---------- Entries provided

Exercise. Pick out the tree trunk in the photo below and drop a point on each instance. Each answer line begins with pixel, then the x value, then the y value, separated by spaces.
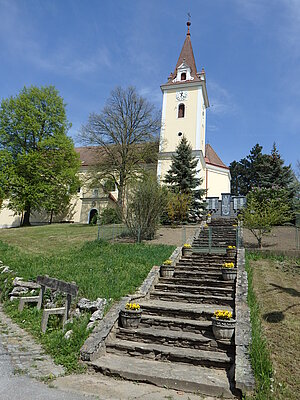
pixel 26 218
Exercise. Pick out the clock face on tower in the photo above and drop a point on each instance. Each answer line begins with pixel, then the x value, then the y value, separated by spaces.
pixel 181 95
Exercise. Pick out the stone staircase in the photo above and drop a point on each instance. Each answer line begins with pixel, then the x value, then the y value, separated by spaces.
pixel 219 233
pixel 174 345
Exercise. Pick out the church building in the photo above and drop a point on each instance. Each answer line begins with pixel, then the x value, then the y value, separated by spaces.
pixel 185 101
pixel 184 105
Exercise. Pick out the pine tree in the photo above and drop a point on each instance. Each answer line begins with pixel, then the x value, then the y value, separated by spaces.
pixel 181 177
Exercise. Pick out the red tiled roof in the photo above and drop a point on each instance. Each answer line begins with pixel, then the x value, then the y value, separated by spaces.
pixel 89 155
pixel 212 158
pixel 187 56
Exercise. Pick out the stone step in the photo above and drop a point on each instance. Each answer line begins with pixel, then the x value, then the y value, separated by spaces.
pixel 169 287
pixel 192 298
pixel 160 352
pixel 189 378
pixel 176 338
pixel 184 273
pixel 175 324
pixel 192 267
pixel 173 309
pixel 199 282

--------------------

→ Brief:
Would you return the entries verbatim, minus any images?

→ Problem solution:
Exercise. Pick out the tree trunk in the photo below and drop a point on each instance. Each answer line begins with pixel, then the x value, then the y value, separated by spaces.
pixel 26 218
Exercise. Pick out the clock face on tower in the photo above and drop a point on each instance. Each answer line begins with pixel, then the x value, then the y value, separated by spaces.
pixel 181 95
Exercise. Pick out the stone staircase in the photo above and drop a point on each instance. Each answer line begins with pixel, then the x value, then the y value, separated by spaces.
pixel 219 233
pixel 174 345
Exercise. Pick out the church building in the photo above and drop a point on each instance. Each answer line begins with pixel, then the x value, then the y value, separated by spaces.
pixel 185 101
pixel 184 105
Exercise. Pick out the pine tree in the photo above and drop a point on each instance. Each answer line begins with pixel, then the x value, then the y value, separated by spaces.
pixel 181 177
Exercise. Pick out the red tiled roof in the photo above and drop a point on each instance. Each answer line begins with pixel, then the x value, then the y value, separated by spaces.
pixel 89 155
pixel 212 158
pixel 187 56
Exercise. Pick out the stone step in the photo above and drop a point on each instance. Each answer line begins with pixel, then the x value, then the y value, separated by spaces.
pixel 169 287
pixel 192 298
pixel 160 352
pixel 189 378
pixel 176 338
pixel 184 273
pixel 175 324
pixel 192 267
pixel 173 309
pixel 199 282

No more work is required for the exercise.